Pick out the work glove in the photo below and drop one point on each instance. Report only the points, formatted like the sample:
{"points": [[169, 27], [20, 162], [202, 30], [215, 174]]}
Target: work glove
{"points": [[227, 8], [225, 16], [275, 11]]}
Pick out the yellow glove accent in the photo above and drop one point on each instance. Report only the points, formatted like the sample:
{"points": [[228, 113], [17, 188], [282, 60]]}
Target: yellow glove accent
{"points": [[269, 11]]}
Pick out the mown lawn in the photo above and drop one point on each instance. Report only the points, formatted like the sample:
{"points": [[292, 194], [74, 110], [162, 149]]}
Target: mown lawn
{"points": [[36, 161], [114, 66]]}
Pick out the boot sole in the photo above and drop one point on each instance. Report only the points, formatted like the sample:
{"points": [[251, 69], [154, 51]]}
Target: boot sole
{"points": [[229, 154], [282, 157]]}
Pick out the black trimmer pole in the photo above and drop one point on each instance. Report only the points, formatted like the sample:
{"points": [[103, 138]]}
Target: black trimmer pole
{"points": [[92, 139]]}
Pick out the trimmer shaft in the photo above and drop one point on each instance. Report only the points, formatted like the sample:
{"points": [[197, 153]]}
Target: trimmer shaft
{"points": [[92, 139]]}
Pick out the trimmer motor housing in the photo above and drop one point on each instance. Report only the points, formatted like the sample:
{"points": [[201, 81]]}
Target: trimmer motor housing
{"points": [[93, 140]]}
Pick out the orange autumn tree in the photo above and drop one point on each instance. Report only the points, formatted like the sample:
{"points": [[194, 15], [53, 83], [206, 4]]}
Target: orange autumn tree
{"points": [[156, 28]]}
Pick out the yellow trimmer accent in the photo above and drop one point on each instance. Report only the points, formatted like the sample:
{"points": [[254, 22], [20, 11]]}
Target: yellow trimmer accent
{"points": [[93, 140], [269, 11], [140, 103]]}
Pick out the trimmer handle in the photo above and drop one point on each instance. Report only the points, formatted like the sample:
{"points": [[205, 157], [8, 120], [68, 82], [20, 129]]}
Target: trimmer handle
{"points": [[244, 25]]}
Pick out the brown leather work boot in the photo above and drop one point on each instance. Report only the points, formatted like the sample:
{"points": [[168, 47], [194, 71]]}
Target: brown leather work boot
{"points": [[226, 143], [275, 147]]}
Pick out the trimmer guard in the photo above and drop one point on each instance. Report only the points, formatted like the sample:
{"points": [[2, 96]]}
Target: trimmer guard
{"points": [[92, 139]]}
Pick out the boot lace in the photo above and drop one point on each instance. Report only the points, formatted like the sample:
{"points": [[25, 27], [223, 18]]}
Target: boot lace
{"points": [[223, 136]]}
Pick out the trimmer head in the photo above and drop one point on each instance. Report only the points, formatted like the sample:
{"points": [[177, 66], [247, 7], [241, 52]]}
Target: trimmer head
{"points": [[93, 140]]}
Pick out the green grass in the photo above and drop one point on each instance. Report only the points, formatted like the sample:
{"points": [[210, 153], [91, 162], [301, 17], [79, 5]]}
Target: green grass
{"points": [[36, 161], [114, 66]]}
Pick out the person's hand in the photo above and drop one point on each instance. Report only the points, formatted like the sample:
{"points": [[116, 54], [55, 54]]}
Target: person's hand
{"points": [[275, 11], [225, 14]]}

Work request: What is needed here is an exact transcription of the records above.

Solution to this problem:
Pick out the work glove in the photo below and drop one point on each instance. Report only the points, formatted like the sample:
{"points": [[169, 27], [20, 162], [202, 30], [215, 174]]}
Target: work glove
{"points": [[227, 8], [225, 16], [275, 11]]}
Pick out the yellow glove accent in the photo above and drop one point on each instance. Report only the points, formatted like the sample:
{"points": [[228, 113], [17, 188], [282, 60]]}
Target: yellow glove accent
{"points": [[269, 11]]}
Pick out the mown lawn in the photo above and drop one point on each instance. Report only the points, formatted like the sample:
{"points": [[292, 194], [74, 110], [162, 149]]}
Target: mown lawn
{"points": [[36, 161], [114, 66]]}
Pick out the boot sole in the photo above and drop one point on each instance. Report only the points, formatted like the sample:
{"points": [[251, 69], [154, 51]]}
Target: boot sole
{"points": [[229, 154], [282, 157]]}
Pick out the black trimmer pole in the photo above and drop one point on each instance. Report only the points, formatted like the sample:
{"points": [[103, 138]]}
Target: black trimmer pole
{"points": [[92, 139]]}
Pick out the trimmer shaft in the photo above and drop one point on each instance. Report only the points, formatted like the sample:
{"points": [[197, 153]]}
Target: trimmer shaft
{"points": [[92, 139]]}
Pick out the trimmer motor housing in the photo above and drop one point on each instance. Report only the points, formatted like the sample:
{"points": [[201, 81]]}
Target: trimmer motor housing
{"points": [[93, 140]]}
Pick out the orange autumn tree in the photo above and drop one point on each instance. Report only the points, formatted like the sample:
{"points": [[194, 15], [53, 83], [206, 4]]}
Target: orange autumn tree
{"points": [[156, 28]]}
Pick out the yellow trimmer accent in the photo above and drop one point on each instance. Report only the points, formatted like the sample:
{"points": [[254, 22], [20, 11]]}
Target: yellow trimmer accent
{"points": [[93, 140], [269, 11], [140, 103]]}
Pick out the trimmer handle in the photo above and drop one point on each instance. Report only the points, formatted like the sample:
{"points": [[205, 157], [8, 120], [68, 82], [20, 129]]}
Target: trimmer handle
{"points": [[244, 25]]}
Pick out the brown leather work boot in the photo above and drop one point on each instance. Report only the points, formatted like the sample:
{"points": [[168, 47], [194, 71]]}
Target: brown leather work boot
{"points": [[226, 143], [275, 147]]}
Pick out the trimmer guard in the photo above and drop one point on each instance. Report only the points, formatted like the sample:
{"points": [[2, 96]]}
Target: trimmer guard
{"points": [[92, 139]]}
Pick out the boot lace in the photo above and drop one point on each instance. Report only the points, formatted like the sample:
{"points": [[25, 27], [223, 18]]}
Target: boot lace
{"points": [[223, 136]]}
Pick out the trimmer head in the photo above and drop one point on each instance. Report only the points, formatted like the sample:
{"points": [[177, 66], [247, 7], [241, 52]]}
Target: trimmer head
{"points": [[93, 140]]}
Pick out the green grass in the photo above and drop one point on each instance. Report only the points, formatted like the sample:
{"points": [[210, 153], [91, 162], [301, 17], [79, 5]]}
Target: green grass
{"points": [[36, 161], [114, 66]]}
Pick out the person's hand in the photo above and drop one point on each instance. Report only the points, formatted like the sample:
{"points": [[116, 54], [55, 54]]}
Target: person's hand
{"points": [[275, 11], [225, 14]]}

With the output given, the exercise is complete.